** Exercise **
Everything in the data that follows has to be repeated verbatim.

- - - - -

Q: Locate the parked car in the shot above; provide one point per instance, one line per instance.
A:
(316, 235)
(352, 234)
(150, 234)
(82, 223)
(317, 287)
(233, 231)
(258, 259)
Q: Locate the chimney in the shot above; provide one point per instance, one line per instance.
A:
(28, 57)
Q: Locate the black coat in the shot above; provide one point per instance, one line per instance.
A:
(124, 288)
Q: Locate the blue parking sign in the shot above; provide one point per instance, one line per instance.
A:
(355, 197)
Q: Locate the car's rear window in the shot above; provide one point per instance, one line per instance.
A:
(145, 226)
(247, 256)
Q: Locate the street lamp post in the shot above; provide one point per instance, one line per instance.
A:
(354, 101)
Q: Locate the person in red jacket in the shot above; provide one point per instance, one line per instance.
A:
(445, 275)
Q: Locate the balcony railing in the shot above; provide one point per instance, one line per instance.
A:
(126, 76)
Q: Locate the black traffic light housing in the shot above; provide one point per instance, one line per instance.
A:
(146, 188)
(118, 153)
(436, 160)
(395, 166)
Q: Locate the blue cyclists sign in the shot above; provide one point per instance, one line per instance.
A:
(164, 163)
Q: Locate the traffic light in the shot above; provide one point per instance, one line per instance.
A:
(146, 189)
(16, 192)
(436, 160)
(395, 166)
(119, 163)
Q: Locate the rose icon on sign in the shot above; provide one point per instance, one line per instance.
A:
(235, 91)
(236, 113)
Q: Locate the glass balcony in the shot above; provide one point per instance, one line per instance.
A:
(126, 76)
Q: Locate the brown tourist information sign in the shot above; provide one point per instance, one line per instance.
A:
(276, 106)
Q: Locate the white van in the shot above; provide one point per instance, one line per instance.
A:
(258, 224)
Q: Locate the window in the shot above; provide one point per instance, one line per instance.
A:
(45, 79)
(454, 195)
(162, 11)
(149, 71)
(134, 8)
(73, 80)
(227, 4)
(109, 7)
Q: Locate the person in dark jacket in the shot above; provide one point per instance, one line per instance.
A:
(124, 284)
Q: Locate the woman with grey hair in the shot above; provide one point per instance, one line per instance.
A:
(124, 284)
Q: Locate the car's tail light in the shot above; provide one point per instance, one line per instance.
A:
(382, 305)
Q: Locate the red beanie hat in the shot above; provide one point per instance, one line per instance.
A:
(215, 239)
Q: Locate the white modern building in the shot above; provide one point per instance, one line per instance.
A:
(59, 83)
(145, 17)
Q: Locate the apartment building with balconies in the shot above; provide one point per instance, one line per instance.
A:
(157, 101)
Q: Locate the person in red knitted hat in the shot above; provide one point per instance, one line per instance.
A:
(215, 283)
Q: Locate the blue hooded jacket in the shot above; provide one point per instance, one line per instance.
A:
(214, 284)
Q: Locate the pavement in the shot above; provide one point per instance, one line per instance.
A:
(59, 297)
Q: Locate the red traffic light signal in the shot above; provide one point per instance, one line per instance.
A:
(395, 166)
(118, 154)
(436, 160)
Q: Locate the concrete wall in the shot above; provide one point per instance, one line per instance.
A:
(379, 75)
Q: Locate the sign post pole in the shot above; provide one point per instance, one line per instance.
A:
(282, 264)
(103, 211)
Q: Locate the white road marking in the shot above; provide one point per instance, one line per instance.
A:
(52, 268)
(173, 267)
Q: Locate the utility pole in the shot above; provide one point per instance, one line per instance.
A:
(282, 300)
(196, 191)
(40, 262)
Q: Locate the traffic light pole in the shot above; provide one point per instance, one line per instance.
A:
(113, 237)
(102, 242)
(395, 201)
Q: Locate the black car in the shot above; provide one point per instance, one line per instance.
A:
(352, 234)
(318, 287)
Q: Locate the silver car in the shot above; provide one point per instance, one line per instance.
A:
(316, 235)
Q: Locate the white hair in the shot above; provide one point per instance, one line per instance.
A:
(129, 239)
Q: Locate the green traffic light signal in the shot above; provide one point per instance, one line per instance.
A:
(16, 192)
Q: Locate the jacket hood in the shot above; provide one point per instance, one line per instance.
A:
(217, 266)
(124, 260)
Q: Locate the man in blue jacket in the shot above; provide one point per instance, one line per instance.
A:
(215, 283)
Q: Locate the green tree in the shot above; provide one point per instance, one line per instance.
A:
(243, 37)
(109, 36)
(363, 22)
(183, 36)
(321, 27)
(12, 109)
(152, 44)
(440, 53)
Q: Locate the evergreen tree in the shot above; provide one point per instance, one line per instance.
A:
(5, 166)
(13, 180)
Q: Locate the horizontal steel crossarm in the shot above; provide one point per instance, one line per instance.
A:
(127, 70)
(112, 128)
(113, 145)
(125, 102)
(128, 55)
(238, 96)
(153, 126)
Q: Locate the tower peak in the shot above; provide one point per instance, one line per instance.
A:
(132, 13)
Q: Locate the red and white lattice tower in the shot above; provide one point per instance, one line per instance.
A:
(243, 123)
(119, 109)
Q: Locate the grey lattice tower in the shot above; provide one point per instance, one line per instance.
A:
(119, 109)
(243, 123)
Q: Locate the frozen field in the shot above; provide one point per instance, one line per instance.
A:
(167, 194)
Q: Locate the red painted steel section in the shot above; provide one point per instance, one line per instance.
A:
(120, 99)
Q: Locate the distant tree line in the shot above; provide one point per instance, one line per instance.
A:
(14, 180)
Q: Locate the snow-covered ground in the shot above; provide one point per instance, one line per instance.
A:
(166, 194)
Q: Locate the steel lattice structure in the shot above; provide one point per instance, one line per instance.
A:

- - - - -

** Task answer **
Q: Locate the parked car in the shot above; provide one point per instance, one line per instance.
A:
(316, 235)
(352, 234)
(150, 234)
(82, 223)
(317, 287)
(233, 231)
(258, 259)
Q: Locate the chimney in the shot above; provide one point per instance, one line per instance.
A:
(28, 57)
Q: Locate the black coat in the shot above; provide one point per instance, one line per instance.
A:
(124, 288)
Q: Locate the blue parking sign in the shot above; provide one point per instance, one line per instance.
A:
(355, 197)
Q: Locate the car's rear window in the shot above; provide one point per instance, one line per instance.
A:
(145, 226)
(247, 256)
Q: Locate the street lamp post in the shot above; provide one point per instance, one line per instance.
A:
(354, 101)
Q: Locate the person in red jacket in the shot above; provide one point per instance, one line per instance.
A:
(445, 275)
Q: Locate the balcony railing in the shot above; provide one point per instance, one line per instance.
A:
(126, 76)
Q: Locate the black traffic light housing in the shot above; provide one point per instance, one line per instance.
A:
(146, 188)
(118, 153)
(436, 160)
(395, 166)
Q: Locate the blue cyclists sign in the shot above; provide one point per instance, one line per instance.
A:
(164, 163)
Q: Locate the traffic light in the shot above; provide one point per instance, one line per instance.
A:
(146, 189)
(16, 192)
(436, 160)
(395, 166)
(119, 163)
Q: Locate the rose icon on sign in the shot above; provide one point per instance, one line per instance.
A:
(235, 91)
(236, 113)
Q: Locate the glass balcony in the shot above; provide one point per instance, one line per instance.
A:
(126, 76)
Q: Locate the brown tourist information sign in the shot above; provide one point per instance, one line per instance.
A:
(276, 106)
Q: Locate the white van in the shot above; provide one point per instance, one line per instance.
A:
(258, 224)
Q: Locate the window in the shot above; provide one point per instance, one line per instance.
A:
(45, 79)
(454, 195)
(162, 11)
(149, 71)
(134, 8)
(73, 80)
(227, 4)
(109, 7)
Q: Locate the person in dark jacket in the shot above; provide one point per instance, one line per instance.
A:
(124, 284)
Q: Locate the woman with grey hair in the shot above; provide one point per instance, one line per instance.
A:
(124, 284)
Q: Locate the car's tail light in the shot above; provide one point per instance, one line per instance.
A:
(382, 305)
Q: Locate the red beanie hat in the shot above; provide one point per instance, one line per instance.
A:
(215, 239)
Q: Locate the white modern building in the shot above; provide one point per instance, one line per instance.
A:
(59, 83)
(145, 17)
Q: Locate the apartment building with balconies in the shot above; provide one point per instance, one line per instance.
A:
(157, 101)
Q: Locate the person in red knitted hat in the shot above; provide one point per instance, one line per instance.
A:
(215, 283)
Q: Locate the blue hooded jacket in the shot above; provide one point per instance, one line per instance.
A:
(214, 284)
Q: Locate the pavement in the shot above; provide one point per instance, one line per instance.
A:
(59, 297)
Q: Locate the red traffic light signal in the shot above; provide one point per instance, one line per instance.
A:
(395, 166)
(118, 154)
(436, 160)
Q: Locate the concrete wall in the shot above; provide one point per instance, one line per instance.
A:
(379, 75)
Q: Locate the sign post pole in the shot above; provide one point per instance, one line per instance.
A:
(282, 264)
(103, 211)
Q: Locate the white road marking in the shot above; provide one point per instance, one line per instance.
A:
(52, 268)
(173, 267)
Q: Locate the utility pole in the shot above; provide one point per instance, one line per instance.
A:
(282, 300)
(196, 191)
(40, 262)
Q: Locate the traffic light pole in the shot above; provide one point per instance, one line per instance.
A:
(113, 237)
(102, 242)
(395, 201)
Q: Locate the black car in the shot above; provide one point per instance, one line per instance.
A:
(352, 234)
(318, 287)
Q: Locate the silver car in the shot above; provide one point per instance, one line per instance.
A:
(316, 235)
Q: Locate the white hair in the shot above; provide one point per instance, one line per instance.
A:
(129, 239)
Q: Locate the green traffic light signal in the shot above; provide one point per instance, one line per instance.
A:
(16, 192)
Q: Locate the jacket hood in the shot above; provide one point per instance, one line per instance.
A:
(217, 266)
(124, 260)
Q: Locate the man in blue jacket in the shot above; provide one point per instance, one line per instance.
A:
(215, 283)
Q: Locate the green tree in the shot above; provide one point per instance, one line per instance.
A:
(243, 37)
(109, 36)
(363, 22)
(183, 36)
(321, 27)
(12, 109)
(152, 44)
(440, 53)
Q: Locate the evergreen tree in the shot above; provide one point per instance, one line per instance.
A:
(5, 166)
(13, 180)
Q: Locate the horizontal steel crossarm in the shot above; provide one point per instance, one line per instance.
A:
(127, 70)
(112, 128)
(113, 145)
(125, 102)
(128, 55)
(238, 96)
(153, 126)
Q: Locate the tower peak in the shot above; provide one point per instance, one line per instance.
A:
(132, 13)
Q: Locate the red and white lattice tower in the shot above; provide one point per instance, one line per instance.
A:
(243, 123)
(119, 109)
Q: Locate the grey lattice tower in the shot above; provide one point per instance, one line per instance.
A:
(119, 109)
(243, 123)
Q: Locate the frozen field in the shot above; provide one point per instance, one line per instance.
A:
(167, 194)
Q: Locate the red painted steel section in the shot above; provide one point per instance, one line per instance.
A:
(120, 99)
Q: Locate the distant tree line in the shot above; provide one point per instance, one line per instance.
A:
(14, 180)
Q: Locate the snow-covered ground in the shot above; provide one point per instance, one line per instance.
A:
(166, 194)
Q: Locate the steel lattice structure in the shot above; provide one point per instance, one line per instance.
A:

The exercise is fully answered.